===== PASSAGE =====

As a little kid I liked to dream—big, whether it was believing my red-Huffy bicycle would one day turn into a Transformer or convincing myself that as an adult I’d be spending much of my time in Hollywood hosting “The Price is Right.” As I said, I liked to dream big. I still do sometimes.
If we think back to our childhood, we all can remember when our dreams didn’t seem that far away from us.
I remember spending countless hours in my basement pretending I was a rock star on my make believe stage. There I’d be holding my microphone (nothing more than the cardboard tube from the paper towel roll) belting out song after song from a collection of 45’s.
Truthfully, I never really did sing as much as I bounced around like other rockers I saw on television. Yet I still believed there was always a chance that one day I’d be singing on stage with the best of them.
Well, puberty fixed that for me. And while my wife believes my voice isn’t half bad, I couldn’t really carry a tune if it had handles on it. Though I still like to pretend when I sing along with the car radio—windows closed of course.
Whether you’re a kid or an adult I guess there’s never really a shortage of big dreams in this world. Why should there be?

===== PROVIDED DATA =====

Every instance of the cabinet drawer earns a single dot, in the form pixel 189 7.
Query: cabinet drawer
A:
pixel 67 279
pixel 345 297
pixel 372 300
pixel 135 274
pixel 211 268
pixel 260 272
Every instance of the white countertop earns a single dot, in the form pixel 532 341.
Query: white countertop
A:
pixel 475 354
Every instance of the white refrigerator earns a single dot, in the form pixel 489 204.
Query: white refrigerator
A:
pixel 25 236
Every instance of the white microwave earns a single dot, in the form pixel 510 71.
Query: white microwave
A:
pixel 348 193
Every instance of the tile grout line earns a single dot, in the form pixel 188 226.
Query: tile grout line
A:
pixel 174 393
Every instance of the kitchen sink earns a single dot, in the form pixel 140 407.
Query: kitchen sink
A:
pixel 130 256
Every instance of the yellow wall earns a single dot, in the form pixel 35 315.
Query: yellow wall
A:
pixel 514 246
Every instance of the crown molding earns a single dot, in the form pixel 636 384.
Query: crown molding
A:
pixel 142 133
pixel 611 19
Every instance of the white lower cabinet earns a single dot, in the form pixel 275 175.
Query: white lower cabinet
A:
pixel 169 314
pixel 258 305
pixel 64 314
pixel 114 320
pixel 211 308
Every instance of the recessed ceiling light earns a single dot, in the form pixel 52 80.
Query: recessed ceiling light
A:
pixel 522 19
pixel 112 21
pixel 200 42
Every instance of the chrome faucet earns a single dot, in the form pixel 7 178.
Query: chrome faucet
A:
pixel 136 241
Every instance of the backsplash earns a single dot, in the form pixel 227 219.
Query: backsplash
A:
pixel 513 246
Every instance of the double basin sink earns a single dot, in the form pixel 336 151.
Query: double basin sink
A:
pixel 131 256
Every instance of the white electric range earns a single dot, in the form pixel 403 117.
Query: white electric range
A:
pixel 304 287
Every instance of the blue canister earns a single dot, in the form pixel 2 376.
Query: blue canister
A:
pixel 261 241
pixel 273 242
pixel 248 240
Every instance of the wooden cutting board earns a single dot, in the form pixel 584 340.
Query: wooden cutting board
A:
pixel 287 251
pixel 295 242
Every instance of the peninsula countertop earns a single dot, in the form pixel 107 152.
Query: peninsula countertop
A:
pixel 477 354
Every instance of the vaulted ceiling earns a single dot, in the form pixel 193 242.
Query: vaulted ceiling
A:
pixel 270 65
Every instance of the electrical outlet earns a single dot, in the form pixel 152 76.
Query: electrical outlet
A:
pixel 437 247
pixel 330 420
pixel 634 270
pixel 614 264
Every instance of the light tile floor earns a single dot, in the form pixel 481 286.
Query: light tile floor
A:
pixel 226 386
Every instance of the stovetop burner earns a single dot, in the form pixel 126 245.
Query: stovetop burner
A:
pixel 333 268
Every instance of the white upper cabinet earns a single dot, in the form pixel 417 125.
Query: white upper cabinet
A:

=====

▶ **DO THIS**: Reproduce verbatim the stretch of the essay on childhood dreams from "I remember spending" through "best of them.".

▶ **EXERCISE ANSWER**:
I remember spending countless hours in my basement pretending I was a rock star on my make believe stage. There I’d be holding my microphone (nothing more than the cardboard tube from the paper towel roll) belting out song after song from a collection of 45’s.
Truthfully, I never really did sing as much as I bounced around like other rockers I saw on television. Yet I still believed there was always a chance that one day I’d be singing on stage with the best of them.